TASK ITEM:
Copy out every line of the data that has the word "leaf" somewhere in it.

SUPPLIED ENTRIES Start Marker

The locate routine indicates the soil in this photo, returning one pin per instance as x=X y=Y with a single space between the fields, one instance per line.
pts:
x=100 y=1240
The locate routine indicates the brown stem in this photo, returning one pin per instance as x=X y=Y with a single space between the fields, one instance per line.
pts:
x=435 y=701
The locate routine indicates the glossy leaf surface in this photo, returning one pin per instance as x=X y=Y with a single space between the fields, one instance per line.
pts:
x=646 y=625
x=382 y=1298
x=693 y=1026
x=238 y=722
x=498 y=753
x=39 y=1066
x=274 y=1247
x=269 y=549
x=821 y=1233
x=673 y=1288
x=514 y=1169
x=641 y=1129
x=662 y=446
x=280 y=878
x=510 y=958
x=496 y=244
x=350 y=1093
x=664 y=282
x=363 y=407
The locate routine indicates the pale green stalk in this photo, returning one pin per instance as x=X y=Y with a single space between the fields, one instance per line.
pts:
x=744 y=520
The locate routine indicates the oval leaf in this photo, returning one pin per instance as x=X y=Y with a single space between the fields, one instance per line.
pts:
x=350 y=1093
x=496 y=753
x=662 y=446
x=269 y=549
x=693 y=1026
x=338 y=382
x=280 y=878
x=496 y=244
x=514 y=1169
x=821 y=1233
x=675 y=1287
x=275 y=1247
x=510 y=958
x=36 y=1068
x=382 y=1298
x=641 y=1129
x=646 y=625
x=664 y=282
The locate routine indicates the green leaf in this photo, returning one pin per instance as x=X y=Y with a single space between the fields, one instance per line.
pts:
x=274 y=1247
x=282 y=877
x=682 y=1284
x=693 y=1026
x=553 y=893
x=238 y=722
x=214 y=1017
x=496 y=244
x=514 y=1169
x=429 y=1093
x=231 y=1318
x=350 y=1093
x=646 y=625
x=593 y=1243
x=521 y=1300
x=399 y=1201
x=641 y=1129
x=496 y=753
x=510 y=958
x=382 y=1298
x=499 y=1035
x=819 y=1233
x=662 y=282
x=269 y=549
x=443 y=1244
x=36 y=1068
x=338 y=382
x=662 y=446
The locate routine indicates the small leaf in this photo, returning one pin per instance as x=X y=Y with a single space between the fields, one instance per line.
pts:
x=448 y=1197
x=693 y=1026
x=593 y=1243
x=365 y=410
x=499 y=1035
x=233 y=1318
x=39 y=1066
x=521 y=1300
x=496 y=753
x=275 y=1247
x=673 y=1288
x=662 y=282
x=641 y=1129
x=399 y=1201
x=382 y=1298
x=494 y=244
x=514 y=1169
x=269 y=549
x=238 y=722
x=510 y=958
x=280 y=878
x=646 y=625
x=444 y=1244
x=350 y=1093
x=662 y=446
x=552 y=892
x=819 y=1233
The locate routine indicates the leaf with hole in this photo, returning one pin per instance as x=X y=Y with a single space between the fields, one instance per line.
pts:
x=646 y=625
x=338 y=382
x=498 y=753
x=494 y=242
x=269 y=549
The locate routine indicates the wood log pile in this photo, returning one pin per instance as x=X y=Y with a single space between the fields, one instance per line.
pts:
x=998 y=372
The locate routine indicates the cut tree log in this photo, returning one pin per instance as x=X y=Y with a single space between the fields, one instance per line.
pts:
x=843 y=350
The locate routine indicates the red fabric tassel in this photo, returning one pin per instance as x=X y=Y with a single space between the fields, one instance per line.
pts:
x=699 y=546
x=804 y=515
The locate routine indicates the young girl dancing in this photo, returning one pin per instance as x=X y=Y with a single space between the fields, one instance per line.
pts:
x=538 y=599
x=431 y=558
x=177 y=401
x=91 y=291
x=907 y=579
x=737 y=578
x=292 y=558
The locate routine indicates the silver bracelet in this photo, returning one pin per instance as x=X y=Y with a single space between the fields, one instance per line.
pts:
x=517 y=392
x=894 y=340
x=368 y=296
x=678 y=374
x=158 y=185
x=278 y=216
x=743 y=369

SUPPLIED ENTRIES End Marker

EXPECTED ANSWER:
The locate routine indicates the glossy leaf surface in this photo, returning one pin per instance as x=X y=Y with a single space between the fields, one instance per line.
The locate routine indicates the oval leaf in this photo, returning one pin per instance as x=X y=Y with a single space between the fields, one instance per line.
The locate routine indicates the green leaf in this photo, returning one pin per instance as x=X y=Y with a single space between the fields, one instance per line.
The locate routine indicates the small leaf in this photo, returning one pin per instance as x=X y=Y with a single space between the fields, one instance per line.
The locate routine indicates the leaf with hole in this photo, returning one pin per instance as x=X y=Y with a single space between the fields, one instance per line.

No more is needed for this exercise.